Türkiye II. Dünya Savaşı sonrasının iki kutuplu yeni dünya düzeninde ABD’nin yanında yer almaya karar vermişti. ABD ise düşmanı SSCB’ye karşı yeni müttefik arayışı içinde idi. Dahası müttefiklerinin ekonomik kalkınmasına önemli oranda katkı sağlayacak bir plan üzerinde çalışıyordu. Marshall Planı, Türkiye’nin de içinde yer aldığı ABD müttefiklerinin kalkınması için büyük fırsatlar sunmaya adaydı. Tam da bu sebeple Türkiye Marshall Planı kapsamında yardımlar almak üzere yavaş yavaş siyasi sistemini baskıcı bir rejimden daha demokratik bir rejime doğru esnetme gereği duydu. Beraberinde liberalleşmeyi getiren bu karar ile birlikte din üzerindeki belirgin baskının büyük oranda esnetildiğini söyleyebiliriz.
Demokrat Parti dinle ilgili nasıl bir tutum göstermiştir?
= = = =
[Alıştırma yönergeleri]
1. Marshall Planı ile ilgili metne göre Türkiye, II. Dünya Savaşı sonrasındaki iki kutuplu düzende hangi ülkenin yanında yer almaya karar vermişti?
2. Marshall Planı ile ilgili metinde Türkiye'nin siyasi sistemini daha demokratik bir rejime doğru esnetme gereği duymasının sebebini açıklayın.
3. Marshall Planı ile ilgili metni kaldığı yerden sürdürün.
Öğeler, metinden bağımsız ayrı bir malzemedir.
= = = =
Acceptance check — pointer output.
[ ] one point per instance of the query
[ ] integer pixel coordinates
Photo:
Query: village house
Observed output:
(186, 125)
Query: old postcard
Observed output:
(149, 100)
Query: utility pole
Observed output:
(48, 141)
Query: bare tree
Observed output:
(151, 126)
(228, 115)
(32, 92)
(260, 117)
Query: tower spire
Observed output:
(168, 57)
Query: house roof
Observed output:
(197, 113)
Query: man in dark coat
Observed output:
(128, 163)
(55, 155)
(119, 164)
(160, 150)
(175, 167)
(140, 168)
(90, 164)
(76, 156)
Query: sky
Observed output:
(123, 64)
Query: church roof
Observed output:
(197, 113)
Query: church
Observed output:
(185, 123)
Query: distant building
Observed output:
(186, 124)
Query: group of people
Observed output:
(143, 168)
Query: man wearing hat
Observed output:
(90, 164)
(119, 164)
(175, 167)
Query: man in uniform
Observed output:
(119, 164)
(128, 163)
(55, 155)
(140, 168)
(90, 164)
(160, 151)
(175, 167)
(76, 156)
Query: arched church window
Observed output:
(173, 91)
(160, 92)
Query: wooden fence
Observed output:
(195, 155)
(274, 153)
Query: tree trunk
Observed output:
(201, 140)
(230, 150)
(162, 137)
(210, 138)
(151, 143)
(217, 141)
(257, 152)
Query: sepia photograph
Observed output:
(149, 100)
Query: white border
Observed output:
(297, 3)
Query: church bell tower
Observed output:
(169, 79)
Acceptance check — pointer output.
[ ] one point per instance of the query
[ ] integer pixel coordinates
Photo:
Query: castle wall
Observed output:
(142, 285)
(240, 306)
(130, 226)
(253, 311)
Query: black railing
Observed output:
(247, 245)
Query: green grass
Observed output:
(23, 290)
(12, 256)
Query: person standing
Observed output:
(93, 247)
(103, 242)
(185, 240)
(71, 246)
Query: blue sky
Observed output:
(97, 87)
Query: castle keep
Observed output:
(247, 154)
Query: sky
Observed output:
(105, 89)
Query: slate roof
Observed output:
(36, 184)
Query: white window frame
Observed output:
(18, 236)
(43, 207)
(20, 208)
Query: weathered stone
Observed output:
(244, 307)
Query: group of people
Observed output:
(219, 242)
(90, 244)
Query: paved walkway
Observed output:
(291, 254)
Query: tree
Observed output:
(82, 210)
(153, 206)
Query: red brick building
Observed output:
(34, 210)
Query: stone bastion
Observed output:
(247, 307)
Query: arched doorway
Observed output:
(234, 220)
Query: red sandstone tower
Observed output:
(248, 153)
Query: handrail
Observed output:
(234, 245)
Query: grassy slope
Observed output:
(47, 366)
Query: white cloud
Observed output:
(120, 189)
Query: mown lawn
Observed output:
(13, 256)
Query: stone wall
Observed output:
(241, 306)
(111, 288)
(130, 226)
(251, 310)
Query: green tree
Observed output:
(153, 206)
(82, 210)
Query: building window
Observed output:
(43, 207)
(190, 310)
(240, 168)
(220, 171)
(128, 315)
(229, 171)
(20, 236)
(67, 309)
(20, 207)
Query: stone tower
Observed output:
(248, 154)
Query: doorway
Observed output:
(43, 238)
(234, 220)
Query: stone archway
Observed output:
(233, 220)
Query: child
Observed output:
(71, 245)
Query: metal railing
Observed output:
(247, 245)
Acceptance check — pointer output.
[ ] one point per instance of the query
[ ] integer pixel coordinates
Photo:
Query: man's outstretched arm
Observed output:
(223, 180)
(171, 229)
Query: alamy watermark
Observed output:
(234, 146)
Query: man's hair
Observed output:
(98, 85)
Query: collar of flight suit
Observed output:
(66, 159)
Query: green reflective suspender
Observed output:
= = = =
[Görev yanıtları]
1. Türkiye, ABD'nin yanında yer almaya karar vermişti.

2. Türkiye, Marshall Planı kapsamında yardım alabilmek için bu gereği duydu. Plan, Türkiye'nin de içinde yer aldığı ABD müttefiklerinin kalkınması için büyük fırsatlar sunmaya adaydı.

3.
DP devletin laiklik ilkesinden çok fazla ödün vermeden dine ve dinle ilişkili kişi ve kurumların faaliyetlerine karşı daha fazla hoşgörülü bir tutum takınmıştır. Örneğin iktidara geldiği ilk aylarda ivedilikle halkta ciddi rahatsızlıklara yol açan ezanın Türkçe okunması uygulamasından vazgeçilmiştir. Ezan 14 Haziran 1950’den itibaren tekrar Arapça okunmaya başlanmıştır. Ayrıca, 1951 sonbaharında, ilkokuldan sonra dört yıl eğitim veren imam hatip okulları, 1953-1956 arasında ise lise düzeyinde eğitim veren imam-hatip okulları açılmıştır. 1956-1957’de ortaokullara din dersleri konmuştur. Bu yıllarda Türkiye’de 15 bin yeni cami inşa edilmiştir. Kuran kursu açılmasını ya da cami inşasını amaçlayan türden dinî örgütlerin sayısı 1946’da sadece 11 iken, 1960’ta 5 bini geçmiştir.
1950-1960 dönemini niteleyen temel özellik nedir?
1950-1960 dönemini niteleyen temel özellik, bir kez daha yinelenirse dine yönelik belirgin hoş- görüdür. Bu hoşgörülü ortam vesilesi ile yer altına inen dini faaliyetlerin kısmen tekrar yer üstüne çıktıkları söylenebilir.
Ticanilik nedir?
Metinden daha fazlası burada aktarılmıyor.